───── Source text ─────

More Tales from Elon...

America, Many Super-Positioned Cognitive Clusters

...Which May only Collapse the Wave Function and Reveal the State of Schrodinger's Cat One at a Time (typically on Election Day)

|America|

Red grid is a 3-D graph representing the wave function of the photon. Green film represents the photon as a particle, that is, as a collapsed wave function. [Image source: stills from Fermilab video by Dr. Don Lincoln, “Quantum Field Theory” (in the public domain) Jan. 14, 2016; https://www.youtube.com/watch?v=FBeALt3rxEA&feature=youtu.be.]

Saturday, October 12, 2024

Demapping the Warren: Down the Rabbit Hole with Adam Curtis

 
Referenced Nathalie Olah & Adam Curtis "Crack" Interview
Adam Curtis: The Map No Longer Matches the Terrain

Since the late 1980s, British documentary filmmaker Adam Curtis has been delving into the unexpected ways in which politics, economics, religion, technology and philosophy intersect to create the world we live in. His television journalism has earned him a cult following across disciplines: his visuals are part of Massive Attack’s current touring live show, which explores geopolitics, climate action and disinformation. In this extended Q&A, author Nathalie Olah speaks with Curtis about climate change, and how nostalgia and doomerism are affecting our ability to organise for, and imagine, a better tomorrow.

Nathalie Olah: What are your feelings on the current climate change discussion?

Adam Curtis: I’m bored of the way climate change is discussed because it seems to completely ignore the central question of power. The discussion is dominated by… not technocrats, but people of a technical mindset; people who think that if you can somehow dial the temperature down then everything will be solved, and I don’t think that’s going to happen. The climate change movement has gone nowhere since the Rio [Earth Summit] conference in 1992. At that point, scientists who conceived of the problem as a system that simply needed to be stabilised took over, and because that’s a powerful model, it bled out into our idea of society as a whole.

NO: Do you think there’s a similar phenomenon happening in electoral politics; a nostalgic yearning for a moment when liberalism appeared to be working more effectively?

AC: Yes, there’s a great deal of nostalgia, of resetting what you had – but if you look underneath the votes that this new government got, it’s delicate. It’s interesting that Labour ignored the green movement, or the climate change movement, to a great degree, in the interests of getting other votes from provincial towns. That seems to have been their strategy. Nostalgia might be at play, although it might be too early to tell how widespread it is. There’s a great yearning among ‘good thinking people’ for everything to just shut up and go back to ‘being nice’ again.

NO: Do you think it’s reasonable for people to draw comparisons between the cultural climate of today and 1930s Europe?

AC: No. I think it’s nostalgic, to be brutal. What’s happening here, over Gaza, is completely new. The kind of societies people were yearning for then were highly centralised and controlled technocracies in which you, the individual, would disappear. This is what fascism in its original incarnation was about. We now live in a world of hyper-individualism. That’s not what people want now.

“We’ve retreated into a sense that there’s always a new apocalypse on the horizon; it’s a terrible teddy bear that the bourgeois greens hug to themselves and say, ‘We’re all going to die, it’s terrible.’ That’s not the way you change the world” – Adam Curtis

NO: What do you make of the American election and the new Democratic vanguard?

AC: It’s inevitable that some journalists, sooner or later, will start saying Kamala Harris has no policies. Others will say that she replaced an old person, but that she and Walz want to bring back an old time, before Donald Trump, so it’s a case of going backwards dressed up as going forward. Then there will be journalists who say she is just as vacuous as Donald Trump. It’s waves of hysteria caused by a total vacuum of ideas.

───── Record excerpts ─────

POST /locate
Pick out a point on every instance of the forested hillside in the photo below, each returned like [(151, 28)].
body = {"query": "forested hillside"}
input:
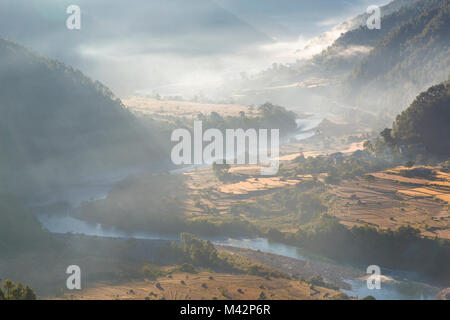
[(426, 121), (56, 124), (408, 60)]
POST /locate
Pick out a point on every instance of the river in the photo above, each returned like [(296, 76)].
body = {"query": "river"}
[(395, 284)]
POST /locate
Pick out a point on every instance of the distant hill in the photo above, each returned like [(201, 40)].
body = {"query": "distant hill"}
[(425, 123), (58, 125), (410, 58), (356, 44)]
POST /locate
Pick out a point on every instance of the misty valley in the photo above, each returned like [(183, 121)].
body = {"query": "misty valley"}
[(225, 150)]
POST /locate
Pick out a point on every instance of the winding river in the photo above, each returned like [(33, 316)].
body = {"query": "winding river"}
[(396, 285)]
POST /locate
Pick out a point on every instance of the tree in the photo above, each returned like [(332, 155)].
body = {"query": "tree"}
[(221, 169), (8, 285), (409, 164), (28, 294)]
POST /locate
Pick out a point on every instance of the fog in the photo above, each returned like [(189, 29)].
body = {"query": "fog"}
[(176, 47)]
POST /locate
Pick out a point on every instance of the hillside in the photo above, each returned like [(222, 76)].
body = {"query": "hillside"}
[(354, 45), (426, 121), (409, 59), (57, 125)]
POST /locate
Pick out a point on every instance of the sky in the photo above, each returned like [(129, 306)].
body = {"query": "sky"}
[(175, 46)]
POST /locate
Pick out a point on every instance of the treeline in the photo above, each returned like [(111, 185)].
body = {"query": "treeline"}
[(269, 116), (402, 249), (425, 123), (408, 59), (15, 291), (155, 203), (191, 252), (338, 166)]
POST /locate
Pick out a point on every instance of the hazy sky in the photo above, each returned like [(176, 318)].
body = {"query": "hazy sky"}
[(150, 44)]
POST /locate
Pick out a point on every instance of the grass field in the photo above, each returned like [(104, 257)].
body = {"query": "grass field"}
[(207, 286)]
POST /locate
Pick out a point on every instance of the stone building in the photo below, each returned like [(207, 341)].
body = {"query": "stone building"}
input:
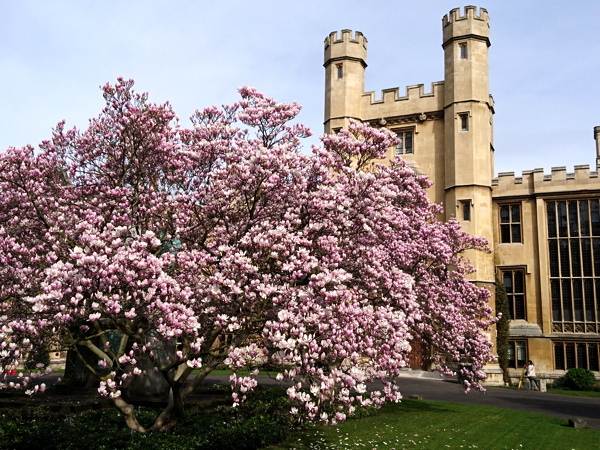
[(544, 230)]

─────
───── Record excerpts ─────

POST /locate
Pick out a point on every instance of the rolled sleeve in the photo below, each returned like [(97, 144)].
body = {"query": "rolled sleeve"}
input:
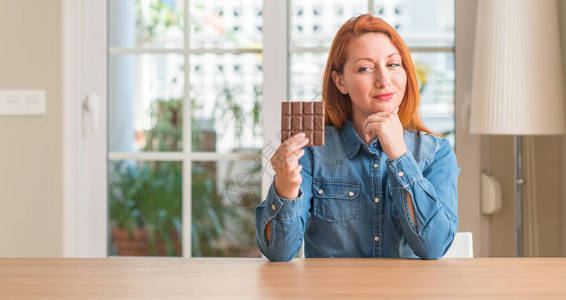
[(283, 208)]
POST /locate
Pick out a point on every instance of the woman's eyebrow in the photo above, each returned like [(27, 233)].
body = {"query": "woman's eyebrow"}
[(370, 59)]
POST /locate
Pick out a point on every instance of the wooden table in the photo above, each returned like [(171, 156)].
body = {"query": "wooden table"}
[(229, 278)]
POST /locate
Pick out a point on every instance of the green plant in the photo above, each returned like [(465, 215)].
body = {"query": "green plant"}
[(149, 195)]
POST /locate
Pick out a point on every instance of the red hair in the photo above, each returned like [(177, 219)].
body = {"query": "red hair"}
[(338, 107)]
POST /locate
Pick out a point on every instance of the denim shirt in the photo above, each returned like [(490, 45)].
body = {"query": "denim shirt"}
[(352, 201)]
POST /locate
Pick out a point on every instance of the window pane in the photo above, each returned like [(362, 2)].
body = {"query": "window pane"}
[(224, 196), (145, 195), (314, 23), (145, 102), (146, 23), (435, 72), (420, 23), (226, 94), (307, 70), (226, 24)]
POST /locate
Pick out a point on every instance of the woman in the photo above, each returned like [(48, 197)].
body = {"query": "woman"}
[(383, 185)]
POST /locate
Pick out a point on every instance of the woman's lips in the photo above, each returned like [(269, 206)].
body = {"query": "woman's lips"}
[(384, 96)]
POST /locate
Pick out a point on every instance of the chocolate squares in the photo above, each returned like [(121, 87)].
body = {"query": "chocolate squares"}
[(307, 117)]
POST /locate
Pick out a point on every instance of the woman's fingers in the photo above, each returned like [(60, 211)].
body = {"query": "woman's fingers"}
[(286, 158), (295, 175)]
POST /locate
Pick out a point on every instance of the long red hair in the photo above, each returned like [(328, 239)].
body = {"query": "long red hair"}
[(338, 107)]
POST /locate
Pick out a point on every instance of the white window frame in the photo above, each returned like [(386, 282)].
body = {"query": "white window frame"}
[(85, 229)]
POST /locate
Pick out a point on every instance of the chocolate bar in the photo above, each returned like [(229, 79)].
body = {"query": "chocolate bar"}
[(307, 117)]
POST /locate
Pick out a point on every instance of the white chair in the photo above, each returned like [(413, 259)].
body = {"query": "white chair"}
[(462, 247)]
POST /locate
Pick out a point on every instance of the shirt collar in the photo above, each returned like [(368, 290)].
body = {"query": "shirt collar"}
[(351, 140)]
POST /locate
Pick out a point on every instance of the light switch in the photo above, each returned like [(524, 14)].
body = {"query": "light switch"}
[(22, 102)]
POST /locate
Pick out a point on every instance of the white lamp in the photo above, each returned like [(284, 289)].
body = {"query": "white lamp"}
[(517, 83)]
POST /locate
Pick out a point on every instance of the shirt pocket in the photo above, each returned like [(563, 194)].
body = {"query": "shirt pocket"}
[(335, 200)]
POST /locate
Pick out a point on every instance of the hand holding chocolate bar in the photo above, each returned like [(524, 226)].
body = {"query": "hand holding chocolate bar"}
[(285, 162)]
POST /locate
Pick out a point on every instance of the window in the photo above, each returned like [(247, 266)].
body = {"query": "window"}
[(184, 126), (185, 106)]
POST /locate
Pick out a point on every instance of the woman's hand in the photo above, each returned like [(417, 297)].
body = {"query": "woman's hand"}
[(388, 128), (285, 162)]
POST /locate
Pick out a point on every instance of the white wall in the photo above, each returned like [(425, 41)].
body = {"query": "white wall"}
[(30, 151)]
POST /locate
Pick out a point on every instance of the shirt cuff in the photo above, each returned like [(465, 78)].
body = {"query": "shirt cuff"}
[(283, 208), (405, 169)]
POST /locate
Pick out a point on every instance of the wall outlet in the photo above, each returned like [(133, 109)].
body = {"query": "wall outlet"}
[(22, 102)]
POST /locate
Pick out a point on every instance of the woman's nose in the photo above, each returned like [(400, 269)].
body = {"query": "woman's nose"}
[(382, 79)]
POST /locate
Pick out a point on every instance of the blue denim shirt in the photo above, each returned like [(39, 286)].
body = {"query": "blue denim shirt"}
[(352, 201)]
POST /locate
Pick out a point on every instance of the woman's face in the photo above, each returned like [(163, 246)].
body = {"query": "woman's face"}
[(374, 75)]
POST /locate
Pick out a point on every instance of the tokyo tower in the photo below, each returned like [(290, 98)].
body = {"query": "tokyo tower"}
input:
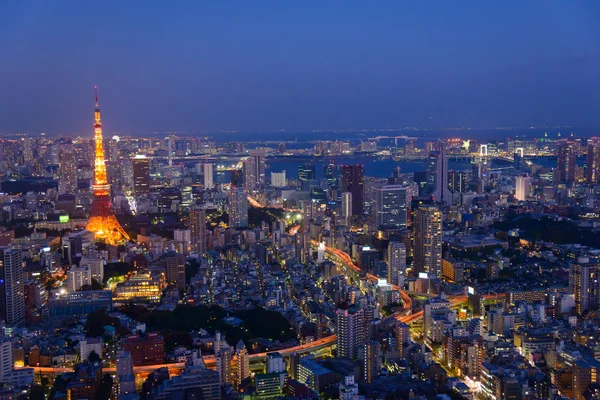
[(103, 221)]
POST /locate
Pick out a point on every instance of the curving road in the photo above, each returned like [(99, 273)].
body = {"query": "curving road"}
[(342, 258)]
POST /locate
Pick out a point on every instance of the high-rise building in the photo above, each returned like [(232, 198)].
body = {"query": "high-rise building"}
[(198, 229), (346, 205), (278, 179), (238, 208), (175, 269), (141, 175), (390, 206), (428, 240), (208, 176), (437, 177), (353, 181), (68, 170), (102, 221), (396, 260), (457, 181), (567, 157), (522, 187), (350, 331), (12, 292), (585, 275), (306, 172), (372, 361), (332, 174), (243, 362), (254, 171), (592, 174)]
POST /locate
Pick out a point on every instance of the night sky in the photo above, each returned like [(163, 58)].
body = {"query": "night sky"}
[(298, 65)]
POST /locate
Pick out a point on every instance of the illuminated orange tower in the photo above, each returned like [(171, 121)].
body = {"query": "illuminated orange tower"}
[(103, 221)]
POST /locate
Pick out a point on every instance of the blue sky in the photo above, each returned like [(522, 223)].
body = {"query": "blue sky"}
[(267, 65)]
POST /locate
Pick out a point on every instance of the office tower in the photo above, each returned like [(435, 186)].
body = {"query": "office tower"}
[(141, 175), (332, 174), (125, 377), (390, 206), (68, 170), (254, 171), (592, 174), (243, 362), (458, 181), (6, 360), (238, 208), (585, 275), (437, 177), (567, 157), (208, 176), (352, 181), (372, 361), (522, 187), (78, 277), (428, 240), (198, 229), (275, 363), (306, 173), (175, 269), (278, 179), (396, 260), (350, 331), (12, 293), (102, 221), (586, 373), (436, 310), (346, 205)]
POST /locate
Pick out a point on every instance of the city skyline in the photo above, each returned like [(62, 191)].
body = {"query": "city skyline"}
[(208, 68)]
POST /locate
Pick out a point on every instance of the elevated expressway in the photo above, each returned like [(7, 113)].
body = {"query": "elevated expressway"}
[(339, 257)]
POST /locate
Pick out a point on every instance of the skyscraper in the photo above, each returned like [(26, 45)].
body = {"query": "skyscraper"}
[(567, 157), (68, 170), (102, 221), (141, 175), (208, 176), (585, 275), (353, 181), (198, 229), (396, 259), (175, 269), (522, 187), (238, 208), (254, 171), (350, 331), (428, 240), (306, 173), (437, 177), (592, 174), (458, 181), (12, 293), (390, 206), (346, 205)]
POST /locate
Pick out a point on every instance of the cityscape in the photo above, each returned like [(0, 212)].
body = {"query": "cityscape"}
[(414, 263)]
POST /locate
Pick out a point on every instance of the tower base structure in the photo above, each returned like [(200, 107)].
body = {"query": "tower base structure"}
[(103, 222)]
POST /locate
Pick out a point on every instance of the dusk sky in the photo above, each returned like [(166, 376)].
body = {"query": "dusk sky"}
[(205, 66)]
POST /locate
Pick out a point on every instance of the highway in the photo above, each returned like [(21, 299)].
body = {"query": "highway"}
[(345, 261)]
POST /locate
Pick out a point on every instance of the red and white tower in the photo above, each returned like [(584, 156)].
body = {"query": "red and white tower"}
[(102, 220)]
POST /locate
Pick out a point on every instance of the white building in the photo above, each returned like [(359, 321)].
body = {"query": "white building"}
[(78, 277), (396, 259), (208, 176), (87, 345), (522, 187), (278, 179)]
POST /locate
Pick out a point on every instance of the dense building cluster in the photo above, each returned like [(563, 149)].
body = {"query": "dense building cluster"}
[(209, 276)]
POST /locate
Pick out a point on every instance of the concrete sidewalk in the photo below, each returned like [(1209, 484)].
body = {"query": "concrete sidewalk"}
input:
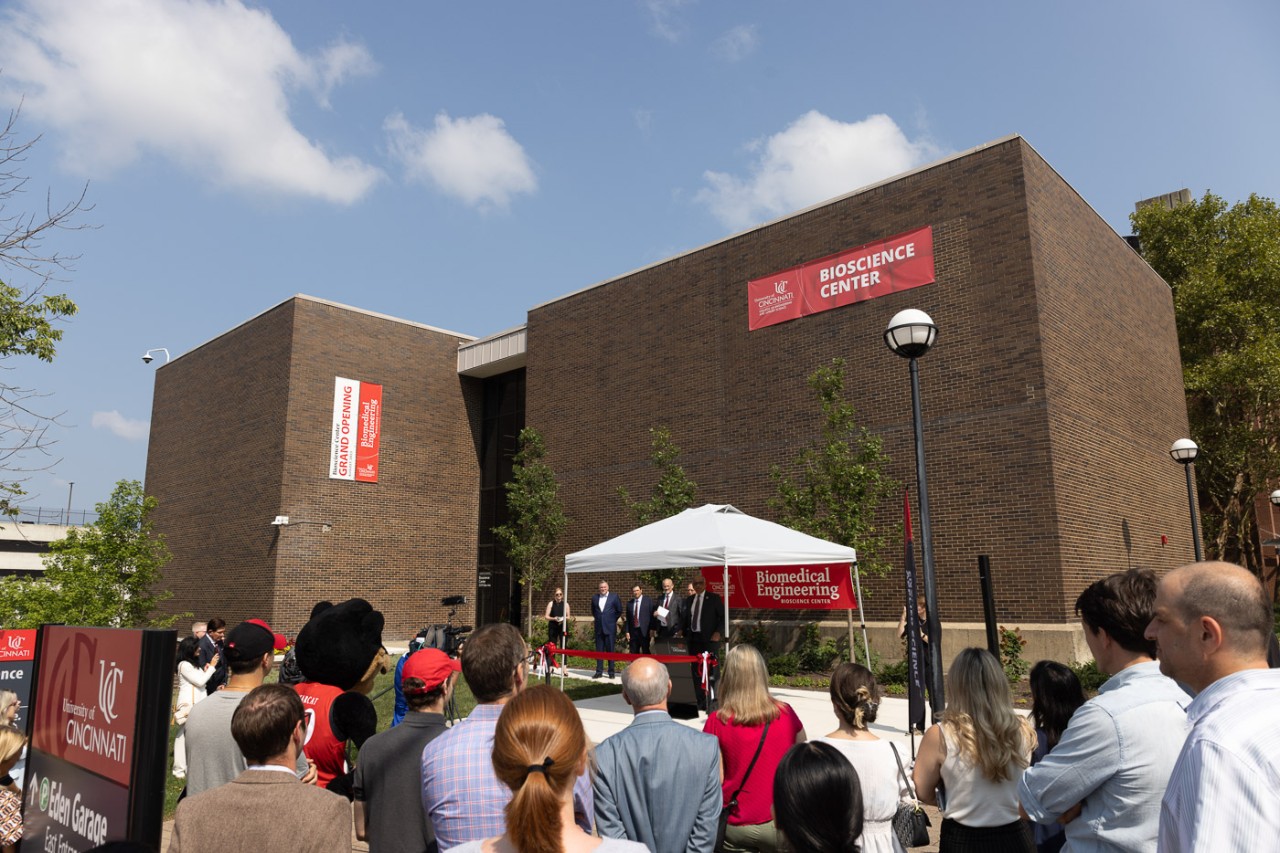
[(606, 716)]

─────

[Task brief] In the interview text, since which conference does Adam Curtis say the climate change movement has gone nowhere? Answer using the interview text alone.

[Output for this exercise] The Rio Earth Summit conference in 1992.